━━ Gegevens

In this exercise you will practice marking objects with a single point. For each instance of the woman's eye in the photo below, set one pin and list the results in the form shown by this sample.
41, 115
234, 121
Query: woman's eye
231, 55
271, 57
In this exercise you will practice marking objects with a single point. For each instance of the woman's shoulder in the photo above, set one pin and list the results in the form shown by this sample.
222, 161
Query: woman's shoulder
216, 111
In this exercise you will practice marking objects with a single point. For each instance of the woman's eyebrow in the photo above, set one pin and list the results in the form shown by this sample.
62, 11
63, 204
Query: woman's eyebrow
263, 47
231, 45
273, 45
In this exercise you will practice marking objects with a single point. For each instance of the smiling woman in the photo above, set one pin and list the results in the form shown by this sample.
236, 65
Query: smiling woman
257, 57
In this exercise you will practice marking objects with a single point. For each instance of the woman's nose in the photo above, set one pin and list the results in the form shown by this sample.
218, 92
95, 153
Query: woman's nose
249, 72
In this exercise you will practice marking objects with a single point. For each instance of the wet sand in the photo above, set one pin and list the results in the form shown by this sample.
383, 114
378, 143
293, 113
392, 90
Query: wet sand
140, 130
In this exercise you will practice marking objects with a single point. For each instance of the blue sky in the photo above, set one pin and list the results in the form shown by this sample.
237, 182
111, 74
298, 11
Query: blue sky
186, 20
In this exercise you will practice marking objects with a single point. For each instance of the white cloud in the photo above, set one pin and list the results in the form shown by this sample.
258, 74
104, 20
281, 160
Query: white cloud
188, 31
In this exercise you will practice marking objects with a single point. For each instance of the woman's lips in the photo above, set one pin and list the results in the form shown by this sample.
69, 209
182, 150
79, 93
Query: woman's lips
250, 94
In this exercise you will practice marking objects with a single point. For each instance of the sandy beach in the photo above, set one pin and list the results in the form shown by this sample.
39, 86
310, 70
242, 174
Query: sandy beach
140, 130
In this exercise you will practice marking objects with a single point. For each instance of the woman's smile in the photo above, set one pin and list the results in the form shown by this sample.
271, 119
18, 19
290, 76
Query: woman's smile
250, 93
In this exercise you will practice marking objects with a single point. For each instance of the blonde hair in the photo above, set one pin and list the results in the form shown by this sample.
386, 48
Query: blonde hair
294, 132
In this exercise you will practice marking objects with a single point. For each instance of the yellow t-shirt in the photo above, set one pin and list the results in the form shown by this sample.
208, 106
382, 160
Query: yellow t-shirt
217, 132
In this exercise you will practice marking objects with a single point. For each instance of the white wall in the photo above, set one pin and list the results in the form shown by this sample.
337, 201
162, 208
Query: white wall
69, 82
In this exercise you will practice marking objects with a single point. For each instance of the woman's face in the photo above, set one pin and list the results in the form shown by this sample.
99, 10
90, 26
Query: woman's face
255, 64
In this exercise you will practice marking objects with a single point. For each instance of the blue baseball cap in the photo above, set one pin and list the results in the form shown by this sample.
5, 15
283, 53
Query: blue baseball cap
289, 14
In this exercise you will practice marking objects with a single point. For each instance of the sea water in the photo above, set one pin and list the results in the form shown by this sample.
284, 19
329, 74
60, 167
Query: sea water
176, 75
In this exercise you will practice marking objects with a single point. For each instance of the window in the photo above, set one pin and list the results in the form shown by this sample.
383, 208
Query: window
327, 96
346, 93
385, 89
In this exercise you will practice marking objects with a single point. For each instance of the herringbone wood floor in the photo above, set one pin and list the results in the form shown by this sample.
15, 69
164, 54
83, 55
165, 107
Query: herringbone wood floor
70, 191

━━━━

_Opdracht_:
Schaal het stuk van de regel met "of the window" tot en met het einde van de gegevens: neem al die regels volledig opnieuw over en vermenigvuldig daarbij alleen de coördinaten in de antwoorden met 2,05. Rond af op hele getallen, met een half naar boven.

_Resultaat_:
In this exercise you will practice marking objects with a single point. For each instance of the window in the photo above, set one pin and list the results in the form shown by this sample.
383, 208
Query: window
670, 197
709, 191
789, 182
In this exercise you will practice marking objects with a single point. For each instance of the herringbone wood floor in the photo above, set one pin and list the results in the form shown by this sample.
15, 69
164, 54
83, 55
165, 107
Query: herringbone wood floor
144, 392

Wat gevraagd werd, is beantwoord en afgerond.